--- Source data Enclosed Below ---

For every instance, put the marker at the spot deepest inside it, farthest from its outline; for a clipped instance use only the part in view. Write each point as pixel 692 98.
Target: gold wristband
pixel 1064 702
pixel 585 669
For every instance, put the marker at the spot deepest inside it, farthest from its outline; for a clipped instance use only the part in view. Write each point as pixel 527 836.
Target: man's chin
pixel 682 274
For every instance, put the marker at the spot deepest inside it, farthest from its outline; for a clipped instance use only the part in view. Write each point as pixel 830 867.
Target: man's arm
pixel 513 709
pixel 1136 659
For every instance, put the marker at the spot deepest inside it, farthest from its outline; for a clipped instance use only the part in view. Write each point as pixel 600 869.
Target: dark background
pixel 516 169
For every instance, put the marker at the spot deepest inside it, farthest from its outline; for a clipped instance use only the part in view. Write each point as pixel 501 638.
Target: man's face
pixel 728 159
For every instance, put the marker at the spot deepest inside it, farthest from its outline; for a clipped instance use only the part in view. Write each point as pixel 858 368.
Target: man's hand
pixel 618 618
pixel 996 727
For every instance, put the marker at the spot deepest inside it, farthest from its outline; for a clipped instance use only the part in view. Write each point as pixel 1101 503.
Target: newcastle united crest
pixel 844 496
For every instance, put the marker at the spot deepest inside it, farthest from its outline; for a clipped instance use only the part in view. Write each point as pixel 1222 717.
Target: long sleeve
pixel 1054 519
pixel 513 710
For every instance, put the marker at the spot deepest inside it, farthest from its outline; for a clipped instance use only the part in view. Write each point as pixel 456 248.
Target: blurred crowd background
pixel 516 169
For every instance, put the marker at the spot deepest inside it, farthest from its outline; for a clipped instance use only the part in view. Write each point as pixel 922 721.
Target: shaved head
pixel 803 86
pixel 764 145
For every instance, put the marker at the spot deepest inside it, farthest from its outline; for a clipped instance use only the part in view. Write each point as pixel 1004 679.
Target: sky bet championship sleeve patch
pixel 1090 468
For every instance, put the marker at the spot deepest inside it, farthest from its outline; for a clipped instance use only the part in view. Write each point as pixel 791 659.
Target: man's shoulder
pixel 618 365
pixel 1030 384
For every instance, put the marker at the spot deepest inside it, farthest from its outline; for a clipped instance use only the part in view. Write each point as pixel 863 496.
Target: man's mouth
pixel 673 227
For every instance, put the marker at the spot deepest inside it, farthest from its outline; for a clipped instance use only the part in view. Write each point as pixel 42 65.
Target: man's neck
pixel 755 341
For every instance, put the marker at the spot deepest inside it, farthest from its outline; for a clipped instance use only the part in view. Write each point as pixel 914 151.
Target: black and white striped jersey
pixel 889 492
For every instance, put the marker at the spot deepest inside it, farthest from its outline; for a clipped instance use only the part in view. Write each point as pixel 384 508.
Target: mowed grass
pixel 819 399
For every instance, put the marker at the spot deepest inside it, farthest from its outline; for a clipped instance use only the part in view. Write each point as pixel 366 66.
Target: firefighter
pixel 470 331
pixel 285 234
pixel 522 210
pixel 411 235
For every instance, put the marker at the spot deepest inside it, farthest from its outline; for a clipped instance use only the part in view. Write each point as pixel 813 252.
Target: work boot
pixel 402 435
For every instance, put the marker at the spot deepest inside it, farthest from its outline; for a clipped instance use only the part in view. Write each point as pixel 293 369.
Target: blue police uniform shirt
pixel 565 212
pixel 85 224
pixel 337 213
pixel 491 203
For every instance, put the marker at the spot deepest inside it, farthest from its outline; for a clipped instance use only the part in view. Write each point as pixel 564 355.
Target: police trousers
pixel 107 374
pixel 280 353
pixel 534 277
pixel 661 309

--- End of Enclosed Source data ---

What is needed is every line from the start of the entries through the line containing "pixel 527 836.", returned word for word and nothing else.

Problem solution:
For every instance, put the marker at the spot deepest inside it, farthest from its outline; for a clipped instance use only the part in view. Write each point as pixel 692 98.
Target: gold wristband
pixel 1064 702
pixel 585 669
For every instance, put the marker at the spot deepest inside it, farthest from its outline; for a clipped instance use only the part in view. Write each point as pixel 527 836.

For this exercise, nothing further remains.